#### [YOUR OBJECTIVE]
Convert every line of the entries below into a numbered list, dropping any blank lines.

*-*-*

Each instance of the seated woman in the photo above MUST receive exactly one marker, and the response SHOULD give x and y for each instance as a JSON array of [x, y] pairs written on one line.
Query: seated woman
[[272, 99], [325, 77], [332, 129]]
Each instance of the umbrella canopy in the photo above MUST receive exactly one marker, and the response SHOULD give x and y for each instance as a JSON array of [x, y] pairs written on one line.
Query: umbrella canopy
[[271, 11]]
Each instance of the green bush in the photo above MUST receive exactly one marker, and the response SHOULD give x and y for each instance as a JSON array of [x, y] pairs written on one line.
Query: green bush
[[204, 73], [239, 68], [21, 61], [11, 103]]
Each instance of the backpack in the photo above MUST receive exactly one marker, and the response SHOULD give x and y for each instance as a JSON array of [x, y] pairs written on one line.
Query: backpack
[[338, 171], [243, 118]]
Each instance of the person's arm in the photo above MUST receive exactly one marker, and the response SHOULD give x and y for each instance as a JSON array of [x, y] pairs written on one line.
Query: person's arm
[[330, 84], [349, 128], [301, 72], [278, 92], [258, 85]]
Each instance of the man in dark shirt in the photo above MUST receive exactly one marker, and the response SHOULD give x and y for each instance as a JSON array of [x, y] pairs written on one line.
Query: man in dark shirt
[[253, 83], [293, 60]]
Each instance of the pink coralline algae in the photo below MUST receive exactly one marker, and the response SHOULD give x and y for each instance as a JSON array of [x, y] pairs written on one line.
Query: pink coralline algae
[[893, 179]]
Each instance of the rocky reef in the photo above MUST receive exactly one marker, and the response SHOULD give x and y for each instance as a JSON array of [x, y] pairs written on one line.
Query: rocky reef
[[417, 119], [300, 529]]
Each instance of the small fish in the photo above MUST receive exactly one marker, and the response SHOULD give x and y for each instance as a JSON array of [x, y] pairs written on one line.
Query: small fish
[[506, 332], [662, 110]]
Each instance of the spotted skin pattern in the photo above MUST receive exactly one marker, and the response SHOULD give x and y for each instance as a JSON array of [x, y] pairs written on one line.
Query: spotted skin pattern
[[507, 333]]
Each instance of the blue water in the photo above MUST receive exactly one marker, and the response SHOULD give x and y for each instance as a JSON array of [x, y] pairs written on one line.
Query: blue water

*-*-*

#### [TASK SOLUTION]
1. Each instance of the seated woman in the photo above MUST receive exactly one marker, and the response SHOULD give x and y for each instance as a JSON array of [x, y] pairs written on one line.
2. Query: seated woman
3. [[272, 99], [325, 77], [332, 129]]
4. Each instance of the umbrella canopy in the photo above MUST receive exactly one marker, and the response SHOULD give x and y for each instance as a JSON array of [x, y] pairs written on one line.
5. Query: umbrella canopy
6. [[271, 11]]
7. Each instance of the green bush in the photo above MUST receive exactly one marker, and the response SHOULD give x and y for each instance as a JSON array of [x, y] pairs written on one line.
8. Query: green bush
9. [[204, 73], [239, 68], [21, 61], [11, 103]]
10. Each instance of the backpack in the photo above MUST receive exactly one marker, and the response SHOULD give x and y for each instance as a JSON array of [x, y] pairs written on one line.
11. Query: backpack
12. [[338, 171], [243, 118]]
13. Each instance of the person's arm in the photo above MUST receive exactly one marker, and the response SHOULD give x and y for each instance as a JSON array of [x, y] pairs written on one line.
14. Query: person's arm
15. [[330, 84], [349, 128], [301, 72], [278, 92], [258, 85]]
16. Each instance of the man in dark shirt in the photo above MUST receive exactly one marker, and the response SHOULD give x and y for each instance as a JSON array of [x, y] pairs written on one line.
17. Query: man in dark shirt
18. [[253, 83], [293, 60]]
19. Each instance of the pink coralline algae in the photo below MUST receive exactly one marker, and the response SHOULD give x and y for each instance as a JSON array of [x, y] pairs written on one line.
20. Query: pink coralline algae
21. [[893, 179]]
22. Each instance of the rocky reef in the photo above MUST receive exactly one marker, and the response SHOULD give x and y for each instance as a JSON array of [x, y] pairs written on one line.
23. Query: rocky reef
24. [[417, 119], [300, 529]]
25. Each instance of the small fish in the photo above MUST receive exactly one marker, and the response SHOULD give x and y for each instance as a JSON array of [x, y] pairs written on one line.
26. Query: small fish
27. [[506, 332], [662, 110]]
28. Each instance of the spotted skin pattern in the photo above MUST receive exactly one marker, and the response SHOULD give x and y for each instance as a JSON array of [x, y] pairs written on one line.
29. Query: spotted skin pattern
30. [[507, 333]]
31. Each instance of the blue water in the photo above MUST receive exactly one marker, and the response SHOULD give x and y for each instance as a JSON array of [x, y] pairs written on one line.
32. Query: blue water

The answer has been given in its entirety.